• [Request]
Please copy the material character for character, from the line that contains "trace: **fog light**;" through the end of the material, and leave the pictures out of your answer.

• [Data listing]
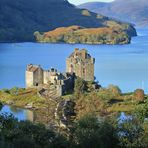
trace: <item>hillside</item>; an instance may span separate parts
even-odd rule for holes
[[[110,3],[90,2],[78,7],[134,23],[137,26],[148,26],[147,0],[115,0]]]
[[[123,30],[130,36],[136,35],[130,24],[78,9],[67,0],[0,0],[1,42],[33,41],[35,31],[47,32],[63,26],[106,27],[108,21],[126,25]]]
[[[35,32],[34,35],[38,42],[46,43],[127,44],[131,40],[126,32],[111,27],[60,27],[43,34]]]

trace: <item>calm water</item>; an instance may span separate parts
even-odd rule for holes
[[[95,57],[95,76],[104,87],[118,85],[123,92],[144,88],[148,93],[148,29],[138,29],[130,45],[69,45],[40,43],[0,44],[0,89],[25,87],[29,63],[65,71],[74,48],[86,48]]]

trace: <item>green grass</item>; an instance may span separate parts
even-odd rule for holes
[[[46,100],[39,97],[36,89],[18,89],[17,94],[1,90],[0,101],[4,104],[13,104],[19,107],[32,103],[33,107],[38,108],[46,104]]]

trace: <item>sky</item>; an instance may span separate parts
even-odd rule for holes
[[[86,2],[111,2],[113,0],[68,0],[70,3],[75,4],[75,5],[79,5],[82,3],[86,3]]]

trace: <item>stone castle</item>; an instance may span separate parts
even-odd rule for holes
[[[57,96],[62,96],[73,89],[75,76],[94,81],[94,63],[95,59],[87,50],[75,49],[66,60],[66,73],[60,73],[54,68],[43,70],[40,65],[29,64],[26,69],[26,88],[48,87]]]
[[[87,50],[78,48],[66,60],[66,72],[75,73],[85,81],[94,81],[95,59],[87,53]]]

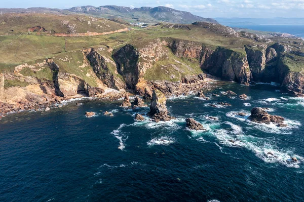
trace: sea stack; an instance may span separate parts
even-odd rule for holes
[[[157,89],[153,91],[149,115],[156,122],[167,122],[175,118],[168,115],[166,107],[166,100],[165,94],[161,91]]]
[[[122,107],[128,107],[131,106],[131,103],[130,102],[130,99],[128,95],[125,96],[125,99],[123,102],[123,104],[120,105]]]
[[[251,109],[251,115],[248,119],[252,122],[262,124],[283,124],[285,120],[283,117],[271,115],[262,108],[256,107]]]

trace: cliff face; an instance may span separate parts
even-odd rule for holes
[[[116,66],[115,62],[102,56],[94,49],[83,50],[85,56],[90,62],[96,76],[108,87],[117,90],[125,89],[126,84],[123,80],[114,75],[108,67],[109,63]]]

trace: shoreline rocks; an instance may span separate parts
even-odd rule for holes
[[[135,119],[137,120],[140,121],[140,122],[142,122],[143,120],[144,120],[144,118],[143,116],[142,116],[142,115],[137,113],[136,114],[135,114]]]
[[[131,103],[130,102],[130,99],[129,98],[129,96],[128,95],[126,95],[125,96],[125,99],[124,99],[124,101],[123,101],[123,104],[122,104],[120,106],[122,107],[128,107],[131,106]]]
[[[86,112],[86,116],[87,116],[88,118],[91,118],[91,117],[93,117],[94,116],[95,116],[96,115],[95,112],[93,112],[92,111],[91,112],[88,112],[87,111]]]
[[[166,100],[167,98],[164,93],[157,89],[153,91],[148,115],[157,123],[160,121],[167,122],[175,118],[168,115],[166,106]]]
[[[282,124],[284,123],[285,119],[281,116],[271,115],[263,108],[256,107],[251,109],[251,115],[248,119],[252,122],[262,124]]]
[[[190,130],[194,130],[196,131],[206,130],[201,124],[196,121],[193,118],[186,118],[186,123],[187,128]]]

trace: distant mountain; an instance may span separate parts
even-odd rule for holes
[[[247,25],[304,25],[304,18],[215,18],[220,24],[229,26]]]
[[[131,23],[158,23],[160,22],[179,24],[191,24],[201,21],[217,24],[211,18],[204,18],[191,13],[165,7],[141,7],[132,9],[117,6],[91,6],[73,7],[66,10],[71,12],[87,14],[106,18],[121,18]]]

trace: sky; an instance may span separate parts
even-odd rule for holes
[[[0,0],[0,8],[166,6],[204,17],[304,18],[304,0]]]

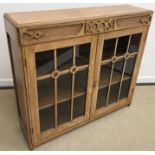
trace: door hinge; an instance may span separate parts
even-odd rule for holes
[[[93,83],[93,88],[96,88],[96,81],[94,81],[94,83]]]
[[[32,135],[33,135],[33,128],[31,128],[31,132],[32,132]]]
[[[25,67],[27,66],[26,58],[24,58],[24,66],[25,66]]]

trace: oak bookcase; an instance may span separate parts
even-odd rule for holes
[[[118,5],[4,15],[30,149],[131,104],[152,14]]]

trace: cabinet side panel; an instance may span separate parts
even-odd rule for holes
[[[30,146],[30,121],[26,98],[25,78],[23,69],[24,65],[22,51],[18,39],[18,31],[6,19],[5,27],[9,46],[10,60],[12,65],[14,87],[16,92],[19,122]]]

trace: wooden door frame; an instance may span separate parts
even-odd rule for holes
[[[97,35],[84,36],[72,39],[65,39],[60,41],[53,41],[48,43],[41,43],[31,46],[23,47],[24,57],[26,61],[25,72],[29,73],[27,75],[27,93],[28,101],[30,106],[30,118],[31,125],[33,129],[33,140],[32,143],[34,146],[41,144],[43,141],[55,137],[58,134],[61,134],[68,128],[73,128],[75,125],[89,120],[90,118],[90,107],[91,107],[91,97],[93,91],[93,73],[94,73],[94,64],[95,64],[95,55],[96,55],[96,46],[97,46]],[[36,77],[36,67],[35,67],[35,53],[37,51],[43,52],[46,50],[63,48],[67,46],[73,46],[78,44],[91,43],[90,49],[90,61],[88,64],[88,83],[87,83],[87,92],[86,92],[86,107],[85,107],[85,116],[81,116],[75,119],[73,122],[65,123],[60,125],[60,127],[52,130],[47,130],[43,133],[40,132],[40,122],[39,122],[39,106],[38,106],[38,97],[37,97],[37,77]]]
[[[148,31],[148,27],[144,26],[144,27],[136,27],[136,28],[130,28],[130,29],[125,29],[125,30],[119,30],[119,31],[99,34],[98,46],[97,46],[97,52],[96,52],[97,53],[96,61],[95,61],[95,71],[94,71],[94,78],[93,78],[94,83],[96,83],[96,84],[93,89],[93,95],[92,95],[92,106],[91,106],[91,115],[90,115],[91,119],[95,119],[101,115],[105,115],[106,113],[112,112],[116,109],[119,109],[120,107],[122,107],[124,105],[129,105],[131,103],[133,89],[136,85],[138,70],[139,70],[141,58],[142,58],[143,51],[144,51],[144,43],[146,40],[147,31]],[[133,70],[133,75],[131,77],[131,84],[130,84],[128,98],[122,99],[119,102],[117,102],[116,104],[112,104],[107,107],[103,107],[96,111],[97,94],[98,94],[98,88],[99,88],[100,68],[101,68],[101,59],[102,59],[102,50],[103,50],[103,46],[104,46],[104,40],[117,38],[117,37],[121,37],[121,36],[125,36],[125,35],[131,35],[134,33],[142,33],[142,38],[141,38],[141,42],[139,45],[139,52],[137,54],[135,67]]]

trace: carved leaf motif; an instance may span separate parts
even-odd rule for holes
[[[143,17],[142,19],[140,19],[140,23],[142,23],[142,24],[150,24],[150,21],[151,21],[150,16]]]
[[[30,40],[39,40],[44,36],[44,33],[42,31],[25,31],[23,35],[29,37]]]
[[[114,29],[114,19],[92,21],[86,23],[86,33],[105,32]]]

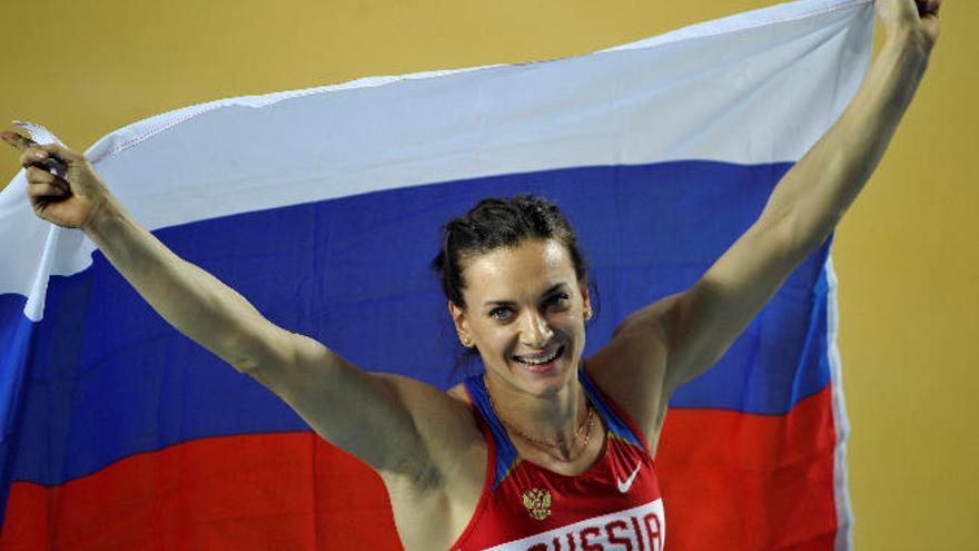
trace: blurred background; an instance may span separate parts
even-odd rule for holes
[[[85,149],[212,99],[574,56],[771,3],[2,0],[0,121]],[[979,541],[979,184],[966,166],[979,148],[979,3],[946,0],[941,20],[921,89],[832,249],[860,551]],[[0,187],[18,168],[0,154]]]

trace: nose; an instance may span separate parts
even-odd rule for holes
[[[551,325],[540,312],[527,309],[521,324],[521,342],[530,347],[542,348],[554,336]]]

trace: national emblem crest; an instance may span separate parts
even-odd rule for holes
[[[531,519],[544,520],[551,516],[551,492],[532,488],[524,492],[524,506],[527,508]]]

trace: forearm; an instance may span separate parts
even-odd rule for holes
[[[249,371],[271,326],[241,295],[181,259],[109,198],[85,227],[88,237],[164,319],[239,371]]]
[[[784,230],[789,249],[820,246],[880,163],[928,63],[914,37],[889,37],[840,119],[782,178],[759,218]]]

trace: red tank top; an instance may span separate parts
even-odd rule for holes
[[[602,456],[576,476],[523,461],[490,406],[483,376],[466,380],[490,461],[454,551],[662,551],[663,500],[645,439],[584,370],[578,380],[609,433]]]

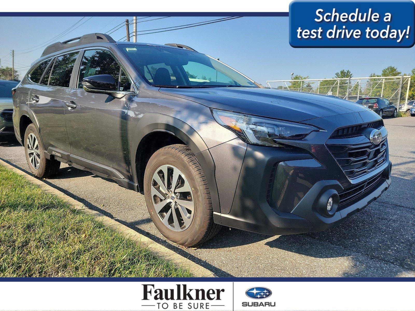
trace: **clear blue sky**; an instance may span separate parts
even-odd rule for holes
[[[47,41],[78,21],[82,17],[2,17],[0,19],[0,58],[2,66],[11,64],[10,51],[15,50],[15,66],[22,73],[38,58],[44,47],[32,48]],[[78,24],[86,20],[84,18]],[[156,18],[156,17],[153,17]],[[220,18],[215,17],[173,17],[139,23],[138,30],[151,29]],[[59,41],[87,33],[105,32],[132,17],[93,17]],[[151,19],[149,18],[146,19]],[[139,20],[144,20],[145,19]],[[132,31],[132,26],[130,30]],[[111,36],[125,35],[122,27]],[[55,42],[58,40],[52,41]],[[403,73],[415,67],[415,47],[410,49],[294,49],[288,43],[288,18],[244,17],[187,29],[139,36],[139,42],[188,45],[233,67],[255,81],[289,79],[290,74],[311,78],[332,78],[342,69],[354,77],[380,74],[389,66]],[[29,53],[20,54],[29,51]],[[5,56],[5,57],[3,57]]]

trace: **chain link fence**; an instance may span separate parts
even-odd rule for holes
[[[410,75],[266,81],[267,86],[323,95],[355,102],[362,97],[383,97],[397,108],[408,101]]]

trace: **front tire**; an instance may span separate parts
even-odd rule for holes
[[[167,239],[186,247],[200,244],[220,230],[213,222],[208,182],[197,159],[184,145],[172,145],[150,158],[144,175],[150,216]]]
[[[61,162],[46,158],[40,137],[34,124],[29,124],[24,133],[24,153],[30,171],[37,177],[46,178],[58,173]]]

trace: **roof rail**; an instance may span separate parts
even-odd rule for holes
[[[189,50],[189,51],[193,51],[193,52],[197,52],[196,50],[194,49],[192,49],[190,46],[188,46],[187,45],[185,45],[184,44],[180,44],[178,43],[166,43],[164,45],[168,45],[170,46],[174,46],[176,48],[181,48],[182,49],[184,49],[186,50]]]
[[[73,41],[75,42],[72,42]],[[84,34],[81,37],[73,38],[72,39],[69,39],[61,42],[55,42],[48,46],[43,51],[41,57],[43,57],[46,55],[68,48],[86,44],[88,43],[115,42],[115,41],[114,39],[105,34],[95,33]]]

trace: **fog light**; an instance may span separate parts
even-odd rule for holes
[[[330,211],[333,208],[333,197],[330,197],[330,199],[327,201],[327,211]]]

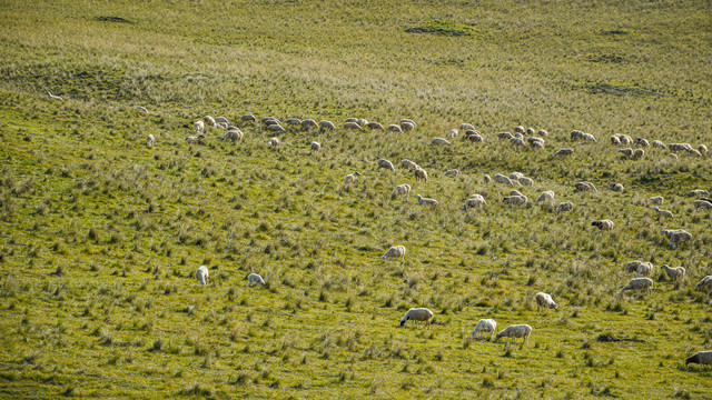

• [Problem solution]
trace: **fog light**; an instance may span separate parts
even-odd rule for holes
[[[330,211],[333,208],[333,197],[330,197],[330,199],[327,201],[327,211]]]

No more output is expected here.